#### WORK TO BE COMPLETED
Whatever runs from the line with "target | white vase" to the end of the records below must be copied exactly, with nothing else included.

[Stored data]
____

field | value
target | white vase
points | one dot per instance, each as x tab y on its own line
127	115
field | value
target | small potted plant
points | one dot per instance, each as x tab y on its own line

____

#### SOLUTION FOR THIS TASK
target | white vase
points | one dot per instance, each as x tab y on its own line
127	115
field | value
target | small potted plant
points | one dot per instance, each as x tab y on its own line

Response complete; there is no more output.